:: Data supplied

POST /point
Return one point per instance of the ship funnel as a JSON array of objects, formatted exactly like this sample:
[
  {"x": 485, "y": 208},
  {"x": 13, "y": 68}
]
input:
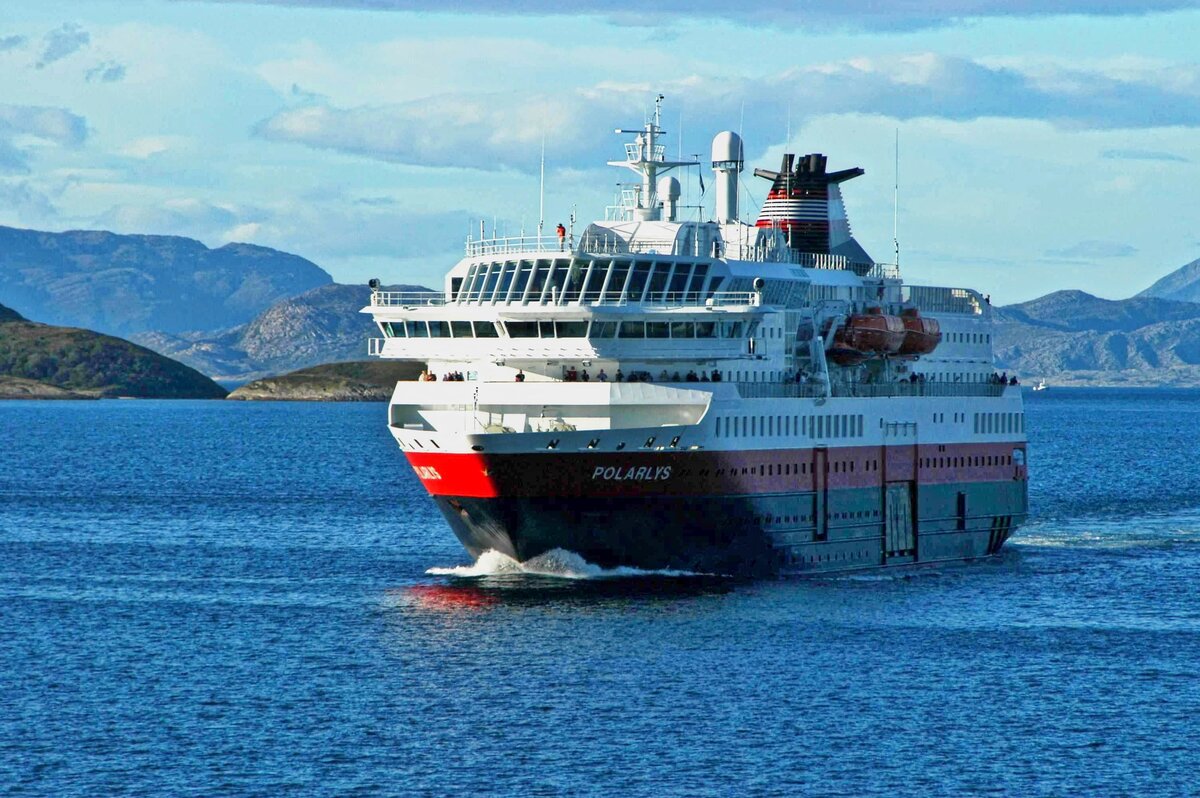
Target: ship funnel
[
  {"x": 727, "y": 159},
  {"x": 669, "y": 191}
]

::::

#### [Description of the task]
Your reply must contain each entry exactly as written and no pictures.

#### [Solution to this exercise]
POST /point
Return one point per instance of the ship funnel as a JSON array of objects, formatted exactly like this sample:
[
  {"x": 485, "y": 208},
  {"x": 13, "y": 68}
]
input:
Target: ship funnel
[
  {"x": 727, "y": 159},
  {"x": 669, "y": 191}
]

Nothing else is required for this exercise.